Text segment:
Springfield F. M. Ins. Co. v. Fine

216 P. 898 | Okla. | 1923

This action was commenced by Mosier Adjustment Company against A.P. Ball, and a garnishment summons was issued in said cause and served on the Springfield Fire Marine Insurance Company. The insurance company filed an answer, with which answer the plaintiff took issue. George W. Fine et al. filed interpleas in said cause. Thereafter, the case of Mosier Adjustment Company was dismissed, and the cause proceeded to trial upon the interpleas of George W. Fine et al., and the answer of the insurance company thereto. Judgment was rendered for the interpleaders, and the insurance company has appealed. The interpleaders will hereinafter be referred to as plaintiffs and the insurance company as defendant.

The defendant, Springfield Fire Marine Insurance Company, issued an insurance policy in the sum of $1,200 on a stock of merchandise of A.P. Ball, located at Marble City. This stock of merchandise was destroyed by fire on October 17, 1914. The defendant denies liability because the assured failed to keep his books and inventory in a fire proof safe at night or in some place not exposed to fire which would destroy the building in which the stock of merchandise was located, and because of the failure to produce the books and inventories for the inspection of the company after the fire, and also because of the failure to furnish a proof of loss to the company as required by the terms of the policy.

The plaintiffs admitted that there had been a failure to comply with the terms of the policy requiring the books to be kept in an iron safe, or other place of safety from fire which might consume the building in which the stock of goods was located, and requiring that the books and inventories be presented to the insurance company upon demand, and the provision requiring proof of loss to be made within 60 days after the fire; but pleaded a waiver of these provisions.

Excerpts from location labeling data:
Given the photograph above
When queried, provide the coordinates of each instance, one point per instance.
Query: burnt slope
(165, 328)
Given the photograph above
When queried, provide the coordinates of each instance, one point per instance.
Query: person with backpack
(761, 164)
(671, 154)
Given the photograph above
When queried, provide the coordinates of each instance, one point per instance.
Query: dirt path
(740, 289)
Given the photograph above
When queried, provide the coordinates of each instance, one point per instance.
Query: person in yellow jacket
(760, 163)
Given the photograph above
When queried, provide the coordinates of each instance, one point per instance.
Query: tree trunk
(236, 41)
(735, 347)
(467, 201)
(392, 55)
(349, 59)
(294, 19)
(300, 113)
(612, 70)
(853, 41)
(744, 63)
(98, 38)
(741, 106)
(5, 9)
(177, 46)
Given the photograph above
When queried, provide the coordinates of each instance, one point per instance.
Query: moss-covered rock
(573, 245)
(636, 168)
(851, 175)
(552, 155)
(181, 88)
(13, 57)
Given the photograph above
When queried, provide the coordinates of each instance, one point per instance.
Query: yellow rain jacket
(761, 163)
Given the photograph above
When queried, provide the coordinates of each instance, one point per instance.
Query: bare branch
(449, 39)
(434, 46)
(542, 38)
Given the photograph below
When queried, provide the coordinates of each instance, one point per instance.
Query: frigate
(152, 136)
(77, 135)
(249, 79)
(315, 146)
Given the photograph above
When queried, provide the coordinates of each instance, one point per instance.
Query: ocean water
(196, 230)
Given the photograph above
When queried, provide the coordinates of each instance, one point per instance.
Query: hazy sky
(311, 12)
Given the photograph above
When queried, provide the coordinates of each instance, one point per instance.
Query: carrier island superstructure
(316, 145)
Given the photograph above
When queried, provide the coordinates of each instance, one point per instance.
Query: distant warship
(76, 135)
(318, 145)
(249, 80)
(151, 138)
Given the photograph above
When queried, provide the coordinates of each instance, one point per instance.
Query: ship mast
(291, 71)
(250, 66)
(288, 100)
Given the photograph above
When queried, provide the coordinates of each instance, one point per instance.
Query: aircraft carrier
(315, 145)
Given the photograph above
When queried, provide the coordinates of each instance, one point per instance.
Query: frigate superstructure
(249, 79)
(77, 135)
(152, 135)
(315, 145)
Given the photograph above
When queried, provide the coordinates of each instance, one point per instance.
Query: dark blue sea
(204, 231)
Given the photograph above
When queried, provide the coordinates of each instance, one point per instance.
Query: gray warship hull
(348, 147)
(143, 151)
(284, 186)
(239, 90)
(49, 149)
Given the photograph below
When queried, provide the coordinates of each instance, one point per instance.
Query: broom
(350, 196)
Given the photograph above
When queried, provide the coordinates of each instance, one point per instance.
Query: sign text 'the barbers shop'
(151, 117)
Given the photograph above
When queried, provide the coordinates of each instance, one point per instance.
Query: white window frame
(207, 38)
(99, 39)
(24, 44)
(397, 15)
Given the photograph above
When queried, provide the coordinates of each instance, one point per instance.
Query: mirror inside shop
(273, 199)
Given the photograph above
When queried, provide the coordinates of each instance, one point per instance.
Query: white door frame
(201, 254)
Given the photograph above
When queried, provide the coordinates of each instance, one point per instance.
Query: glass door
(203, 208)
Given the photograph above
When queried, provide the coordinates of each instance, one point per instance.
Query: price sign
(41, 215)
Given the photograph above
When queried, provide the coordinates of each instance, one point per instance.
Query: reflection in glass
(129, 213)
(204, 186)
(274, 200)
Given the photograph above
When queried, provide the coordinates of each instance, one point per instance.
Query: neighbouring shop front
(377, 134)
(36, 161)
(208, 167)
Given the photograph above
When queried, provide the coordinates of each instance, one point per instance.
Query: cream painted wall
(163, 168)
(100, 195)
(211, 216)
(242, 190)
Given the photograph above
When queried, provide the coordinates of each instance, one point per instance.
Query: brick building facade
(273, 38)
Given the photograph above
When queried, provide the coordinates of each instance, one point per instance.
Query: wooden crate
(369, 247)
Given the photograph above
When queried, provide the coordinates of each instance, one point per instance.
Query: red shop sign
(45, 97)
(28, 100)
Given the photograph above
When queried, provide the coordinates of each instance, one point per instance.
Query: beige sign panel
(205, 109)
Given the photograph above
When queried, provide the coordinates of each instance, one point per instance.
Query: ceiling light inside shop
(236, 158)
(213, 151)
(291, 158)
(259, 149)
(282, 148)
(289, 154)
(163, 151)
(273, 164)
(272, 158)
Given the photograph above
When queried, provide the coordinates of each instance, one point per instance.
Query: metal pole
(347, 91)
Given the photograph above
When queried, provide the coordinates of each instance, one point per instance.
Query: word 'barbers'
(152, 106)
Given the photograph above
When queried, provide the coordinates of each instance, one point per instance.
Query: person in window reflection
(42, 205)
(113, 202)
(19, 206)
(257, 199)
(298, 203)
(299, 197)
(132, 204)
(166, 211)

Problem set:
**1)** In the insurance case text, on what date did fire destroy A.P. Ball's stock of merchandise?
**2)** From the insurance case text, pull out the passage that begins with the words containing "216 P. 898 |" and ends with "company as defendant.", copying it word for word.
**3)** Write what comes next in the insurance case text, picking up right after its last sentence.
You won't need the records for any of this.

Answers given:
**1)** October 17, 1914.

**2)**
216 P. 898 | Okla. | 1923

This action was commenced by Mosier Adjustment Company against A.P. Ball, and a garnishment summons was issued in said cause and served on the Springfield Fire Marine Insurance Company. The insurance company filed an answer, with which answer the plaintiff took issue. George W. Fine et al. filed interpleas in said cause. Thereafter, the case of Mosier Adjustment Company was dismissed, and the cause proceeded to trial upon the interpleas of George W. Fine et al., and the answer of the insurance company thereto. Judgment was rendered for the interpleaders, and the insurance company has appealed. The interpleaders will hereinafter be referred to as plaintiffs and the insurance company as defendant.

**3)**
The defendant contends that the evidence was insufficient to show a waiver of these provisions of the policy. The evidence of the plaintiffs shows that within 60 days after the fire occurred, defendant sent its adjuster to the scene of the fire, and, when he arrived, he demanded the books and inventory, and was advised by the insured that he could not produce them because they were destroyed by fire; but that he was willing to do anything he could to establish the honesty of the loss and to do anything asked of him. The adjuster then requested him to sign a nonwaiver agreement, which was signed by the assured and is in the following words:

"It is hereby mutually understood and agreed by and between A.P. Ball, of the first part, and the Springfield F. M. Ins. Co. of Springfield, Mass., and other companies signing this agreement, party of the second part, that any action taken by said party of the second part in investigating the cause of fire or investigating and ascertaining the amount of loss and damage to the property of the party of the first part caused by fire alleged to have occurred on October 17, 1914, shall not waive or invalidate any of the conditions of the policy of the party of the second part, held by the party of the first part, and shall not waive or invalidate any rights whatever of either of the parties to this agreement.

"The intent of this agreement is to preserve the rights of all parties hereto and provide for an investigation of the fire and the determination of the amount of loss or damage without regard to the liability of the party of the second part. *103

"Signed in duplicate, this 11th day of November, 1914, Marble City, Oklahoma.

"A.P. Ball.

"Springfield F. M. Insurance "Company, of Springfield, Mass.

"By Thos. W. Burns."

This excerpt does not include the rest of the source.